* Work to be completed:
An exact copy of every record is the required answer.

* Supplied records:
------

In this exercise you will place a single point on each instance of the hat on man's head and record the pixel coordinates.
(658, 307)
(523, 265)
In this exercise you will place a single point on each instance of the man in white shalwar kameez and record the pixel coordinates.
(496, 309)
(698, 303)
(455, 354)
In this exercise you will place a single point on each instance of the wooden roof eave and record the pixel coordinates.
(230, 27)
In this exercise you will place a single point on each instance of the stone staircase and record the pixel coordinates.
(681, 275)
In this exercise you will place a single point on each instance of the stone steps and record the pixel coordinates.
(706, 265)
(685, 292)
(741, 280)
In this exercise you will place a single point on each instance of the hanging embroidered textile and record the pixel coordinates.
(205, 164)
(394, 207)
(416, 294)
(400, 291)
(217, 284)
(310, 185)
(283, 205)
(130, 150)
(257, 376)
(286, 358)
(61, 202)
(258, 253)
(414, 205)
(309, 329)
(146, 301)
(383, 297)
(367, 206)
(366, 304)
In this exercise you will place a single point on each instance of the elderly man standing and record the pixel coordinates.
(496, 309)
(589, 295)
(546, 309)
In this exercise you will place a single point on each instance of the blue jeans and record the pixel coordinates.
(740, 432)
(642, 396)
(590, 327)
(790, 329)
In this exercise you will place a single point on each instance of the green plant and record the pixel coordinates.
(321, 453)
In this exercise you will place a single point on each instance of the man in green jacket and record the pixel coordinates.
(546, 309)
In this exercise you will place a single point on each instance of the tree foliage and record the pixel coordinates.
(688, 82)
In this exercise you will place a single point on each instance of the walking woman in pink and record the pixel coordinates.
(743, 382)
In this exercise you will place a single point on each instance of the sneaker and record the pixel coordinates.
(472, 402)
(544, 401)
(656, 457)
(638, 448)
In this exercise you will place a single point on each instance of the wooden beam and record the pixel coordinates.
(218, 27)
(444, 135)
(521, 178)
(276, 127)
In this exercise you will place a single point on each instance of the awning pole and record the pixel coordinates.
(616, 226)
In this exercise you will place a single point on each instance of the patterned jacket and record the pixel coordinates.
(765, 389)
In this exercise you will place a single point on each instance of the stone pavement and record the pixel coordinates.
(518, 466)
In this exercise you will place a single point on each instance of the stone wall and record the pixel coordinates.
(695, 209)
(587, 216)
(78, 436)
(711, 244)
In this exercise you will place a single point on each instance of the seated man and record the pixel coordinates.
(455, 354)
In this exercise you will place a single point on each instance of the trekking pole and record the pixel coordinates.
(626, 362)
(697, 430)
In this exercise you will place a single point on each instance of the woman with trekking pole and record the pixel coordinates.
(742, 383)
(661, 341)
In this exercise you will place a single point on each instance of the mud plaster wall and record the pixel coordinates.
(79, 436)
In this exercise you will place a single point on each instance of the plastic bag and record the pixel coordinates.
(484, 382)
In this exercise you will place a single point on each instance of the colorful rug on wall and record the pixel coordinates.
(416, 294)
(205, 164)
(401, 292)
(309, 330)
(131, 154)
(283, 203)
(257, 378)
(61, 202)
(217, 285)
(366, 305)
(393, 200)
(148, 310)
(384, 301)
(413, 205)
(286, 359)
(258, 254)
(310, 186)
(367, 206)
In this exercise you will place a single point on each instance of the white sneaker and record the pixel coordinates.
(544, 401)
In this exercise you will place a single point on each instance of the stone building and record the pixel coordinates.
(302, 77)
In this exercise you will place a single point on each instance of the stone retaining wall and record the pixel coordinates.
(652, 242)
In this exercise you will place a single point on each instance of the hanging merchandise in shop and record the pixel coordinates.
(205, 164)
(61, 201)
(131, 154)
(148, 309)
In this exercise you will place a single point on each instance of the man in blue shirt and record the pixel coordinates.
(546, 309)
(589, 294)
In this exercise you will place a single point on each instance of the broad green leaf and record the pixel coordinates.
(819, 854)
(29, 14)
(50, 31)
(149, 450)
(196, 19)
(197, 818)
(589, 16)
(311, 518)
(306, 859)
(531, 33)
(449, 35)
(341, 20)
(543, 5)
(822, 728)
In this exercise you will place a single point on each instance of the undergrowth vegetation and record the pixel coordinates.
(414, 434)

------

* Expected output:
In this exercise you will place a single point on each instance of the hat on man's head and record the pixel coordinates.
(658, 307)
(523, 265)
In this exercise you will place a single point on each instance of the man in white shalwar kameez and record the pixel coordinates.
(496, 309)
(698, 303)
(455, 354)
In this exercise you will place a single point on each instance of the wooden roof eave and record the pixel coordinates.
(230, 27)
In this exercise you will place a single point on each instance of the stone staircase and record the pixel coordinates.
(681, 275)
In this exercise you will place a single point on each instance of the stone steps and record the pixel coordinates.
(706, 265)
(685, 292)
(741, 280)
In this exercise you will place a single point on each instance of the hanging embroidered textile and record the pixel coordinates.
(205, 164)
(394, 207)
(416, 294)
(400, 291)
(217, 284)
(310, 185)
(283, 205)
(130, 150)
(257, 376)
(286, 358)
(61, 202)
(258, 253)
(414, 205)
(309, 329)
(146, 301)
(383, 297)
(367, 206)
(366, 304)
In this exercise you will place a single point on each instance of the elderly man standing and record the pixel coordinates.
(496, 309)
(589, 295)
(546, 309)
In this exercise you will place a single point on each instance of the blue jeans and record the pixel coordinates.
(740, 432)
(642, 396)
(590, 327)
(790, 329)
In this exercise you will place a single point on each instance of the green plant and record the pixel coordinates.
(321, 453)
In this exercise you will place a single point on each instance of the man in green jacket and record the pixel coordinates.
(546, 309)
In this exercise you will place a single point on each instance of the tree foliage and record the pixel coordinates.
(688, 82)
In this exercise you will place a single point on each instance of the walking woman in pink and record the pixel coordinates.
(743, 382)
In this exercise you will place a single point on each instance of the sneaker and record the pixel coordinates.
(472, 402)
(544, 401)
(656, 457)
(638, 448)
In this exercise you will place a single point on each instance of the wooden beam and record the pixel coordinates.
(218, 27)
(444, 135)
(521, 178)
(276, 127)
In this exercise you will place a single point on each instance of the awning pole and record the pixel coordinates.
(616, 226)
In this exercise you will place a single point on each instance of the patterned jacket and record the pixel coordinates.
(765, 389)
In this exercise you will place a single point on each instance of the stone pavement and record the pixel coordinates.
(518, 466)
In this exercise you will place a single point on each instance of the stone wall and record the pixel coordinates.
(695, 209)
(587, 216)
(78, 436)
(711, 244)
In this exercise you will place a single point on each instance of the seated man and record the pixel coordinates.
(455, 354)
In this exercise you will place a single point on each instance of the trekking pole and record the pixel coordinates.
(626, 362)
(697, 430)
In this exercise you will place a single point on each instance of the woman with trekking pole and record the pixel coordinates.
(742, 383)
(661, 341)
In this exercise you will place a single point on each instance of the mud plaster wall and record the pixel coordinates.
(79, 436)
In this exercise you will place a single point on each instance of the plastic bag and record the pixel coordinates.
(484, 382)
In this exercise you will place a single point on each instance of the colorful rug on wall and record the pixel coordinates.
(416, 294)
(205, 164)
(401, 292)
(309, 330)
(131, 154)
(283, 203)
(257, 378)
(61, 202)
(217, 285)
(366, 305)
(393, 200)
(148, 310)
(384, 301)
(413, 205)
(286, 359)
(258, 254)
(310, 186)
(367, 206)
In this exercise you will place a single point on each instance of the white sneaker and record the pixel coordinates.
(544, 401)
In this exercise you will place a single point on each instance of the stone building and record the pixel coordinates.
(302, 77)
In this exercise you will place a single point on each instance of the stone retaining wall and record the pixel coordinates.
(652, 242)
In this exercise you will place a single point on each instance of the hanging merchandise in shop and record the pixel coordinates.
(205, 164)
(61, 201)
(131, 154)
(148, 309)
In this exercise you will place a single point on each instance of the man in blue shirt and record the pixel coordinates.
(546, 309)
(589, 294)
In this exercise you will place a single point on each instance of the broad green leaf and record the pixel coordinates.
(819, 854)
(29, 14)
(50, 31)
(149, 450)
(196, 19)
(197, 818)
(589, 16)
(311, 518)
(306, 859)
(531, 33)
(449, 35)
(341, 20)
(543, 5)
(822, 728)
In this exercise you will place a single point on each instance of the undergrowth vegetation and record the pixel coordinates.
(414, 434)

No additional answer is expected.